■ TEXT TO READ ■
****************************************

Perception is all you need

11 minute read


A visual overview of an exploration probing of the ability of neural networks to create abstract representation from collections of real world objects. A technique called perception engines in introduced that is able to construct physical objects and powered primarily by computational perception. This system was used to create “Treachery of Imagenet”, a series of 12 ink prints based on ImageNet categories, and permutations of this system are the basis of ongoing and future work.

Post Status: First Complete Draft - Nearly Done?

Treachery of ImageNet: forklift, ruler, sewing machine

Three prints from the recent Treachery of ImagNet series

(suggestions? please suggest an edit as a merge request!)


The core question I set out to explore was: can neural networks create abstract objects from nothing other than collections of examples segregated into an ontology of human concepts? Neural networks excel at perception and categorization, could it possibly be that with the right feedback loops perception is all you need to drive a constructive creative process? The construction processes I am interested in are drawing systems that result in real world objects.

Ultimately I was able to build a system that is able to express abstract concepts within the constraints of a given drawing system. Neural Networks excel at classfing images: given an image they can assign it to a catgory such as fan, baseball, or ski mask. In this project, the system generates abstract representational prints that are intended to elicit these same responses in neural networks. This process developed is called perception engines as it uses the perception ability of trained neural networks to guide its construction process. When successful, the technique is found to generalize broadly across neural network architectures. It is also interesting to consider when these outputs do (or don’t) appear meaningful to humans.
This post examines one result and deconstructs the process behind it.

The perception abilities of a classifier are grounded in hundreds of example images of a particular concept - in this case images from the category “electric fan”. So the only source of ground truth for any drawing is an unfiltered collection of images from ImageNet. Here are the first few dozen training images from the electric fan category:

ImageNet: First 49 examples of Electric Fan

Random samples from the "electric fan" category

Ultimately this will be transformed (with no human intervention) into an abstract visual representation of “electric fan” - this two color ink print:

Abstract representation of fan: two color ink print

Abstract ink print for the category "electric fan"

This essay is a guide through the steps in building up the system able to achieve this.

First Systems

Early images: birdhouse, traffic light, school bus

Early drawing systems used lines and rectangles with loosely constrained colors.

The first perception engines were not concerned with physical embodiment. They were pixel based systems which were inspired by and re-purposed the techniques of Adversarial Examples. Adversarial Examples are a body of research which probes neural networks with small perturbations to the input image in order to cause the neural network to misclassify its output.

Adversarial Examples are usually constrained to making small changes to existing images. However, this work generally allows arbitrary changes within the constraints of a drawing system. Adversarial techniques also usually target specific neural networks. The goal here was to create images that generalize across all neural networks and - hopefully - humans as well. So perception engines use ensembles of trained networks with different well known architectures and also test for generalization.


Architecture diagram

Perception Engines Architecture

As the architecture of these early systems settled, the operation could be cleanly divided into three different submodules:

  • Drawing system - The system of constraints involved in creating the image. The early systems used lines or rectangles on a virtual canvas, but later sytems achived the same result for marks on a page under various production tolerances and lighting conditions.

****************************************

■ LISTING ■
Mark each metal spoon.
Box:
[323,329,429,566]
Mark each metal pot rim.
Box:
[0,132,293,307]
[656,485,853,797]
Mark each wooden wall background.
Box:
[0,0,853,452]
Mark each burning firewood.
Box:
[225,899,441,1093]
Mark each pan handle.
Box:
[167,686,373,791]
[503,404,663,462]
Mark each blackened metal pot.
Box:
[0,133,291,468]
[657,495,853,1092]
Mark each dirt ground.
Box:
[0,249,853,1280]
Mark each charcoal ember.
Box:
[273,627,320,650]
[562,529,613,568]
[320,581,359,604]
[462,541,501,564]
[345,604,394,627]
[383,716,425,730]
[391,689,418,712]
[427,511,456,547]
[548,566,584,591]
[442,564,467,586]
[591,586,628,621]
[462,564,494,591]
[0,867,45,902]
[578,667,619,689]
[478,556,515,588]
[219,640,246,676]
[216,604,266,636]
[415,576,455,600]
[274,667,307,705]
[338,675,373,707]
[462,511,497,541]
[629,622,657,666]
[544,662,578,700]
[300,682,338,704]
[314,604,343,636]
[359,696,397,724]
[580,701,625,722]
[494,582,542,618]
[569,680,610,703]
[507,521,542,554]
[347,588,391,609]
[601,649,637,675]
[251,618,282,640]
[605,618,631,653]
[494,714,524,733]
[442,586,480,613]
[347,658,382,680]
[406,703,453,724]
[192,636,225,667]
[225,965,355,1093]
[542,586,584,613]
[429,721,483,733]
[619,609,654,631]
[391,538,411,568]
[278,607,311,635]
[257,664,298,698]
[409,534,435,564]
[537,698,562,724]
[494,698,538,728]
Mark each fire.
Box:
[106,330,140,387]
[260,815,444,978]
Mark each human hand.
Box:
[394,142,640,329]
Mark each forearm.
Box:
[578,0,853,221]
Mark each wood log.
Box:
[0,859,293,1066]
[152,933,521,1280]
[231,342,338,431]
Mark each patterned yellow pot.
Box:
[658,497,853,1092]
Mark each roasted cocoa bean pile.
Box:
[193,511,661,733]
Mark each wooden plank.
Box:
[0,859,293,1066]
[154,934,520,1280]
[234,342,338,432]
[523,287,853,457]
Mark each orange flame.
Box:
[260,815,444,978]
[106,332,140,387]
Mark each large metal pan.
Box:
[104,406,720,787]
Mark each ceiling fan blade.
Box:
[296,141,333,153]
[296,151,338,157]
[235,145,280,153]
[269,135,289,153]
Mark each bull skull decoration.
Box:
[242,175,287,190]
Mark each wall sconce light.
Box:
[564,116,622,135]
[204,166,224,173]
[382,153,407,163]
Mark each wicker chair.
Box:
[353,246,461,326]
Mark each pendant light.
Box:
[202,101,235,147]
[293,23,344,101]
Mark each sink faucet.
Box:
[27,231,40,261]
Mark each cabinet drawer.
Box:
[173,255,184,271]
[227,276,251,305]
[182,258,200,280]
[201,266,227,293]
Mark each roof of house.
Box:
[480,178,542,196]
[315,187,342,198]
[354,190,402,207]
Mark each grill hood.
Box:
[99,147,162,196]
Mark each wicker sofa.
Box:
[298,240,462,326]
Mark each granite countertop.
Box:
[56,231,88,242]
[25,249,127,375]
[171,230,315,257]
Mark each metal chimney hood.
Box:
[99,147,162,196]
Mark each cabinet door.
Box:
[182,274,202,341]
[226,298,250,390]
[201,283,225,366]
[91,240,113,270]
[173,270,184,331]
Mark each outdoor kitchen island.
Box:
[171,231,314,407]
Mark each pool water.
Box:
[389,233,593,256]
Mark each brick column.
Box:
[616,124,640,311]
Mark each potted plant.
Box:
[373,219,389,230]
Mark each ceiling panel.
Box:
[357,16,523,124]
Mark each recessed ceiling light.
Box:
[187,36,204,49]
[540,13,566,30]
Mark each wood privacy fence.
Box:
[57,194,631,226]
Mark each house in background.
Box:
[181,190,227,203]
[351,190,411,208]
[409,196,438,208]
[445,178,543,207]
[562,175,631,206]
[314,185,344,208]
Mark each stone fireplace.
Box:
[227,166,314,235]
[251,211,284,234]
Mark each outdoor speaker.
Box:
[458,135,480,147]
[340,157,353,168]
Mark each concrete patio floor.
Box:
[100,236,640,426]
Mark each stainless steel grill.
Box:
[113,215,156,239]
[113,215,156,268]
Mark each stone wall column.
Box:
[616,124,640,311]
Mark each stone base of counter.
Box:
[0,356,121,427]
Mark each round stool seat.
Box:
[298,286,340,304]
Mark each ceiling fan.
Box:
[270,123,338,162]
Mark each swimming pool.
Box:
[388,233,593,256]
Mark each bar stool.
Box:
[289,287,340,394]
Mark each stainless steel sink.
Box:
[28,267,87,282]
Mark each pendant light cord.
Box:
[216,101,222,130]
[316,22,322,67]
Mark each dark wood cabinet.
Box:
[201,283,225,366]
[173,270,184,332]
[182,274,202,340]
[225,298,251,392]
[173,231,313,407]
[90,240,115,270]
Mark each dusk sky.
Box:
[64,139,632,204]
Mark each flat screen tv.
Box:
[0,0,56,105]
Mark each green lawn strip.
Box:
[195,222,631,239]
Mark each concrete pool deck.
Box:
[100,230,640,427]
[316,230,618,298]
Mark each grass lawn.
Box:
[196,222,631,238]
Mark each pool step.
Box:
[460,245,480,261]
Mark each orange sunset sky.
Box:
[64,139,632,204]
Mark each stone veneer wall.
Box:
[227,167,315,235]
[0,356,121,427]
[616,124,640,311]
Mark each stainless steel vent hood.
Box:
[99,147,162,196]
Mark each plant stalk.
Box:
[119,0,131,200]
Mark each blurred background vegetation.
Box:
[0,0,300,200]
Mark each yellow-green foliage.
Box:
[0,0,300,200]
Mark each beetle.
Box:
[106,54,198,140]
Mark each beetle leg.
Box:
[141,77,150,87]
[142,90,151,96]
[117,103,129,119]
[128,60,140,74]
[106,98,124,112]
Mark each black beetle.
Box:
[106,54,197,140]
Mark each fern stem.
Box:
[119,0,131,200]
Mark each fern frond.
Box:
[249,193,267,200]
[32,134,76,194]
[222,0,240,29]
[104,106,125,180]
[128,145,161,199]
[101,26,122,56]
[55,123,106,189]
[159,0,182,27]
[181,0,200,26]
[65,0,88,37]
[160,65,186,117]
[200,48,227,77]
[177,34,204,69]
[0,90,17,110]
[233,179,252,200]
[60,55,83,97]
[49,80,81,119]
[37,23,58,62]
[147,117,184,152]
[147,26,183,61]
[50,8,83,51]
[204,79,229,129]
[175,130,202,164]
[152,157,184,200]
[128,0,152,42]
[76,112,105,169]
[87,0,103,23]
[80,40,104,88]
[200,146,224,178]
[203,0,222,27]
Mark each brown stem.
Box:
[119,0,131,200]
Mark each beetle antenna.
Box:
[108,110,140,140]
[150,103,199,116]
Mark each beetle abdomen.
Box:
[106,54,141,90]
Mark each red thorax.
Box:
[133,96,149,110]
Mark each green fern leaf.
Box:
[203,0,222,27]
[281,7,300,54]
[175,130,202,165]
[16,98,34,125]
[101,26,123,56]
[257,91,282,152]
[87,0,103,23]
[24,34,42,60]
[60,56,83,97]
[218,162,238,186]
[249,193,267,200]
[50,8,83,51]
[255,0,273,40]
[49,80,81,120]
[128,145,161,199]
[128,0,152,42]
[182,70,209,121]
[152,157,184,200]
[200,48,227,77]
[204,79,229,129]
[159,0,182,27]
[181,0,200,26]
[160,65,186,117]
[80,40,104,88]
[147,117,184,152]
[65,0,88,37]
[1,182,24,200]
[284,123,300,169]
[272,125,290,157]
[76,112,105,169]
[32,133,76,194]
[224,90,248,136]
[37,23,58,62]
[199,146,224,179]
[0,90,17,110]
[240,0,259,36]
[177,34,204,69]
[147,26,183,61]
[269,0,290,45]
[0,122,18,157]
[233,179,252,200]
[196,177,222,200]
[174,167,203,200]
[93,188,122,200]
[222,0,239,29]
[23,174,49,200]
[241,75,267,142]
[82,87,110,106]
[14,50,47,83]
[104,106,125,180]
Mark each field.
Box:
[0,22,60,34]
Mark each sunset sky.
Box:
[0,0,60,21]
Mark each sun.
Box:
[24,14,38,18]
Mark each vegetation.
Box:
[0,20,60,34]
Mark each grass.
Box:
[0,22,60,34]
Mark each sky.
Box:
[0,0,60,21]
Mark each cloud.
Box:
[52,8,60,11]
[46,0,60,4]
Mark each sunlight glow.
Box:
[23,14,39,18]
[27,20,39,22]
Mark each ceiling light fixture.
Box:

****************************************

■ TASK GOAL ■
Summarize the text on perception engines in two sentences.

■ EXERCISE ANSWER ■
The text introduces perception engines, a technique that uses the perception ability of trained neural networks to guide the construction of abstract representational prints, such as a two-color ink print for the ImageNet category "electric fan" whose only ground truth is that category's example images. The first such systems were pixel based and re-purposed the techniques of Adversarial Examples, but they allowed arbitrary changes within a drawing system and used ensembles of networks with different architectures so that the images would generalize across networks and, hopefully, to humans.